--- Source data Enclosed Below ---
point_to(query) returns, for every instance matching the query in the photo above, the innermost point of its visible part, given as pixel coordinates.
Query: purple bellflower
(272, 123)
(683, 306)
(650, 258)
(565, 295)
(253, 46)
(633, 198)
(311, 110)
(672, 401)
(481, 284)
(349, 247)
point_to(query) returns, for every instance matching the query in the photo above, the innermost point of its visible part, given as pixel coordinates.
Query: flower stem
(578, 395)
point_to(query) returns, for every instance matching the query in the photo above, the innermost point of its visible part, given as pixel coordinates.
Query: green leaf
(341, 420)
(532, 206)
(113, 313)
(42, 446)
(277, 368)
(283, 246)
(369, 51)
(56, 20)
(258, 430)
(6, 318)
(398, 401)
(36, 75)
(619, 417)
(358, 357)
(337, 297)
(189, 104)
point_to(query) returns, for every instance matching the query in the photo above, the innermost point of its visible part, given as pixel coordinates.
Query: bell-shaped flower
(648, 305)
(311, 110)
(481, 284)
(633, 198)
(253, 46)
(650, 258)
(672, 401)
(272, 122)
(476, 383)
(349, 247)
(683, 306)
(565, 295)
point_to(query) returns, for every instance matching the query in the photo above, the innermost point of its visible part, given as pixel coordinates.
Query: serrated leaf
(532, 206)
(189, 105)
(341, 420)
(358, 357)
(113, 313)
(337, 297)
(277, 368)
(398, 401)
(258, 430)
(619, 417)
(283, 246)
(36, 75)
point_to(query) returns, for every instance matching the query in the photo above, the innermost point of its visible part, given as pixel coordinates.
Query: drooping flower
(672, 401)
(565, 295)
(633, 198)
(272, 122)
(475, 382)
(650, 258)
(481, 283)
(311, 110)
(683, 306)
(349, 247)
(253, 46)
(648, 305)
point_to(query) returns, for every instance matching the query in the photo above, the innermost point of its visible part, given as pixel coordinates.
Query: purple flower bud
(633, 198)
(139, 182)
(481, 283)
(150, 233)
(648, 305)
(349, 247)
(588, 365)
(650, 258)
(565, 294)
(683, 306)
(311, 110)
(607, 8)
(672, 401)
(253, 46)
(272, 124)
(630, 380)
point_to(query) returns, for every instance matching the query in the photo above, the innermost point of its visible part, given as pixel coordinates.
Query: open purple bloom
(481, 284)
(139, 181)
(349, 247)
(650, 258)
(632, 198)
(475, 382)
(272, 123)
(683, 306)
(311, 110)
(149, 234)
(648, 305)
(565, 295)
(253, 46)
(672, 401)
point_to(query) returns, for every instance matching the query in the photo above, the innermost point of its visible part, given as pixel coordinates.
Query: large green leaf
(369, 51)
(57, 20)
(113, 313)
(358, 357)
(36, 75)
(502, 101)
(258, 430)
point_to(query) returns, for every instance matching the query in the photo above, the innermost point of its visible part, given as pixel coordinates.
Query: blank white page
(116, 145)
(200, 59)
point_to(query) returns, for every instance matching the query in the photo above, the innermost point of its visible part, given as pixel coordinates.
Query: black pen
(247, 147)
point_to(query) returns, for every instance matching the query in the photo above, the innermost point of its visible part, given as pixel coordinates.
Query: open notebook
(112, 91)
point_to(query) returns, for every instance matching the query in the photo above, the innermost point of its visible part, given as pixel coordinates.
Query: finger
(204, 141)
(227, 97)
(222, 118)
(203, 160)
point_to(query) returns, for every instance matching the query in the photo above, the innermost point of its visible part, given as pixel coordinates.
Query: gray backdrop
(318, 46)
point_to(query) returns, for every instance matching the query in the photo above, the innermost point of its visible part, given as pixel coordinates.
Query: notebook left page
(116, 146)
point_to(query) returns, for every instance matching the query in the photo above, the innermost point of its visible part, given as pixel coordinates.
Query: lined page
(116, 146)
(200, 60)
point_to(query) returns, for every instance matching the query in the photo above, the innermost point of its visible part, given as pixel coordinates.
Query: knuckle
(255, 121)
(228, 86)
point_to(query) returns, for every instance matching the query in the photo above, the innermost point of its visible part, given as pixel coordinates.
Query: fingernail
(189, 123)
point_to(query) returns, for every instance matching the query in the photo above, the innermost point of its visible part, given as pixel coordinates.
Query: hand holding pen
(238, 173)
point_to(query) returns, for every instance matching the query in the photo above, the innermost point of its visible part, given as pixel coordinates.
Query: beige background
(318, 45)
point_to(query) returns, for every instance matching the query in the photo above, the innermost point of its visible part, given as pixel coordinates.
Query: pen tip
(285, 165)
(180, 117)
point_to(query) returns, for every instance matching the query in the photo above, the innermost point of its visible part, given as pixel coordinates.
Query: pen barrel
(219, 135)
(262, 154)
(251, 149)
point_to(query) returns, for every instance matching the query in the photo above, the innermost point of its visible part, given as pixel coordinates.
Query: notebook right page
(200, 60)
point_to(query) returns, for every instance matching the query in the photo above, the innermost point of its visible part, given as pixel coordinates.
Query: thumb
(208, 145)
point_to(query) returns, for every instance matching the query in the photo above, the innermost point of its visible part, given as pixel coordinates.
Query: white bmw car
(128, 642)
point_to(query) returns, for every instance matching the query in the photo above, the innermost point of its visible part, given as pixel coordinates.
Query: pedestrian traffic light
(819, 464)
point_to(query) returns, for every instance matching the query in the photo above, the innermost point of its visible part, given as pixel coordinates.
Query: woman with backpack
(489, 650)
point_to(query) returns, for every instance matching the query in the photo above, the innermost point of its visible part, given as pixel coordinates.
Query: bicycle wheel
--- End of Enclosed Source data ---
* What you have to do *
The "Query: notebook right page" line through the last line above: set these down exactly and add nothing else.

* Output for this task *
Query: notebook right page
(200, 60)
point_to(query) returns, for every instance matching the query in the photo above, the innermost point of its visible part, given as pixel coordinates.
Query: thumb
(208, 145)
point_to(query) returns, for every instance matching the query in the photo above, the innermost point of its visible part, given as pixel coordinates.
Query: white bmw car
(128, 642)
point_to(query) returns, for every instance matching the query in the photo above, the innermost point of its visible part, given as pixel coordinates.
Query: pedestrian traffic light
(819, 464)
point_to(query) returns, for every instance matching the query in the photo above, the innermost point of its visible part, given as pixel coordinates.
Query: woman with backpack
(489, 650)
point_to(query) returns, for every instance matching the query in the photo above, the innermost point of its visible part, given as pixel coordinates.
Query: bicycle wheel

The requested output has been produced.